A run of records
## begin
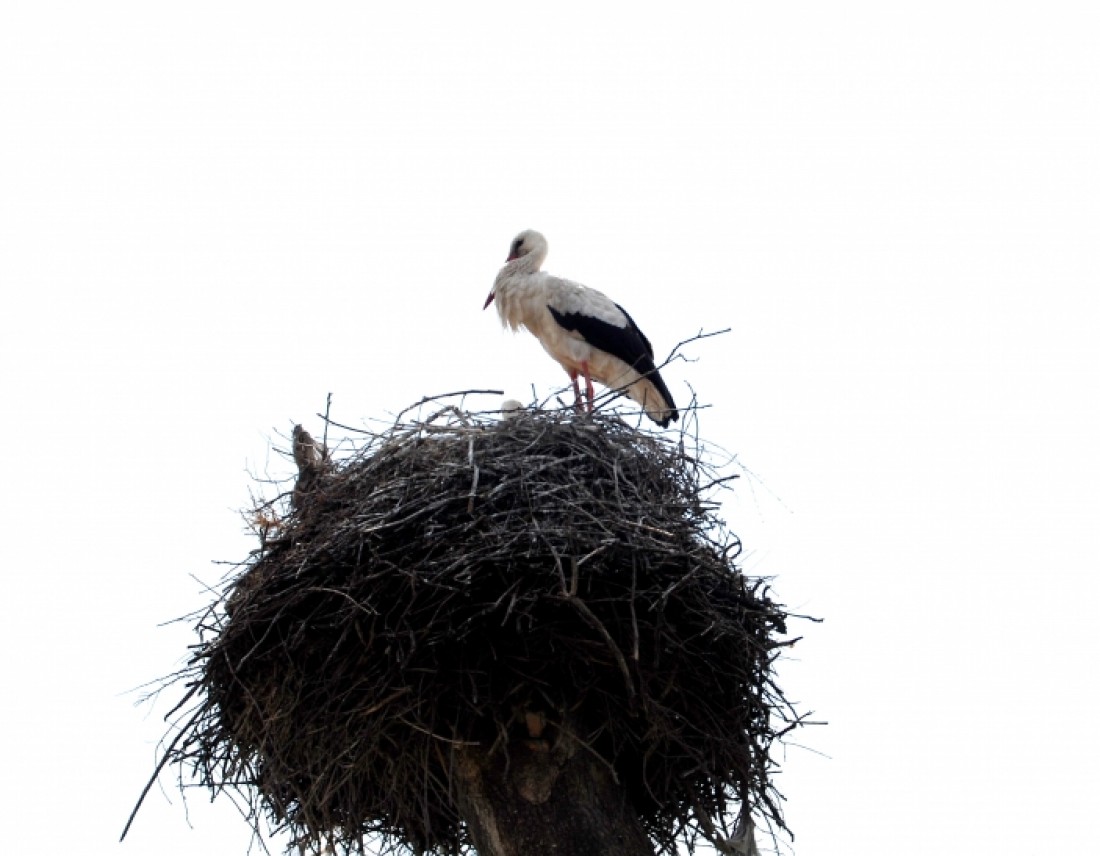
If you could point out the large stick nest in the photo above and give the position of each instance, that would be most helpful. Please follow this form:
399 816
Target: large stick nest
452 577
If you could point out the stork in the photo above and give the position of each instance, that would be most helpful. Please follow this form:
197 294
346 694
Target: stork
584 330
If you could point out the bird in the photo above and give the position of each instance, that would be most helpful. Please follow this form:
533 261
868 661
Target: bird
584 330
312 462
307 452
510 408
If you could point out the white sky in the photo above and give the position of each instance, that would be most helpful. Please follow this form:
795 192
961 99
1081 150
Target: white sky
212 215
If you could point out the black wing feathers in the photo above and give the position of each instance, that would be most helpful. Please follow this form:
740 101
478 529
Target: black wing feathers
628 343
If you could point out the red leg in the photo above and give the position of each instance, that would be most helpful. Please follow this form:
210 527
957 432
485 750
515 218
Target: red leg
576 391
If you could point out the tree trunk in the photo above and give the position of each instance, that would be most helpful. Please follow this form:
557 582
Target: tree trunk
530 799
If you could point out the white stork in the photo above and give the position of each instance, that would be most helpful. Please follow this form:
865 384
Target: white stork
584 330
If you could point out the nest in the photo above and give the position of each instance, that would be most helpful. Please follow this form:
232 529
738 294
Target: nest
454 575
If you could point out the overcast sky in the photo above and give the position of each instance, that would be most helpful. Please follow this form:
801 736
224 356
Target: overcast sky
213 215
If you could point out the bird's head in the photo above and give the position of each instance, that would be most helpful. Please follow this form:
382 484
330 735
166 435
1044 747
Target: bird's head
528 251
528 242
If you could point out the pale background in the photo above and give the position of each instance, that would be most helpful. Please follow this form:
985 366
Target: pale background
212 215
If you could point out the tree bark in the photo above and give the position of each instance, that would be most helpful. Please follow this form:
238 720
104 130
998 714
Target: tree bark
531 798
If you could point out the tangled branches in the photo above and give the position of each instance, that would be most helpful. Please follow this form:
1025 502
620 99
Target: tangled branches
468 579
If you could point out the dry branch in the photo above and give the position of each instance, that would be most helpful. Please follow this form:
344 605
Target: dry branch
458 579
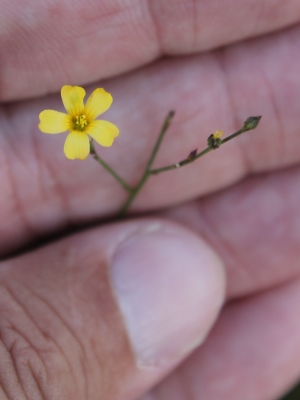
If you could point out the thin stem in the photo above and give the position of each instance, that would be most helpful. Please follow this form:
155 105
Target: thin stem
187 161
108 168
146 174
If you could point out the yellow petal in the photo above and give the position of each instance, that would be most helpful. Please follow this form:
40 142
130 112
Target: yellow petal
72 97
98 102
77 145
54 121
103 132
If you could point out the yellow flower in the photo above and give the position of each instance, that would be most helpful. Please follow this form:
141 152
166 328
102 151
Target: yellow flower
218 134
80 121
## end
Please write out the material above again without the pictures, switching every "Target" to "Object" and leaving everything else unchanged.

If you could point out the large stick nest in the photo above and give the position of each instance, that would be most helpful. Please follow this form:
399 816
Object: large stick nest
452 577
If you could point out the stork in the photo above and give the position of each instance, that would be most helpful. Please follow this form:
197 294
346 694
Object: stork
584 330
If you could point out the bird in the photo above and give the position of each instance, that would be most helpful. Please follow this form:
533 261
868 661
Object: bird
584 330
312 462
307 452
510 408
If you could point out the white sky in the photo above and give the position of each instance, that would be most helpful. Please follow this form:
795 192
961 99
1081 150
Object: white sky
212 215
If you could point out the black wing feathers in the photo above and give the position of each instance, that would be most helpful. Please follow this form:
740 101
478 529
Object: black wing feathers
628 343
If you could point out the red leg in the photo above and give the position of each instance, that would be most helpful. Please follow this form:
210 527
957 432
485 750
515 218
Object: red leg
576 391
If you could point out the tree trunk in the photo above and give the position of each instance, that would be most helpful. Please follow this form:
557 582
Object: tree trunk
530 799
If you could point out the white stork in the photo above and give the position of each instance, that would be most helpful. Please follow this form:
865 384
Object: white stork
584 330
If you could point out the nest in the photo above and give the position of each instance, that would be most helpful. Please follow this form:
232 529
738 294
Object: nest
454 575
If you could point out the overcast sky in the photo above and give the position of each instance, that would be most helpful. Please follow this form:
801 736
224 356
Object: overcast sky
213 215
If you could point out the bird's head in the photo above and give the position of each instance, that would be most helpful. Please follow this form:
382 484
330 735
166 435
1044 747
Object: bird's head
528 251
528 242
If you could point out the pale background in the photo above and give the position of each instance, that would be most helpful. Please follow this form:
985 366
Object: pale background
212 215
If you could point out the tree bark in the photo above and give the position of each instance, that would be most helpful. Please follow this form:
238 720
104 130
998 714
Object: tree bark
531 798
If you could point out the tangled branches in the photo above and give the position of each instance, that would be most helpful. Please follow this form:
1025 502
620 99
Object: tangled branches
468 579
If you could point out the dry branch in the photo above and give the position of each instance, that would be most helpful. Please follow this form:
344 605
Object: dry branch
458 579
If you could point out the thin stem in the photo above and give the position of each instance, that would be most helpful. Please follow this form:
155 105
Object: thin stem
187 161
108 168
146 174
If you could point out the yellow petal in the photo above and give the position of each instance, that would be most helpful. Please follow this form:
40 142
130 112
Object: yellow petal
72 97
98 102
77 145
54 121
103 132
If you could point out the yellow flower in the photo above and give the position of each instance, that would be most helpful. Please follow this form:
141 152
166 328
102 151
Object: yellow flower
218 134
80 121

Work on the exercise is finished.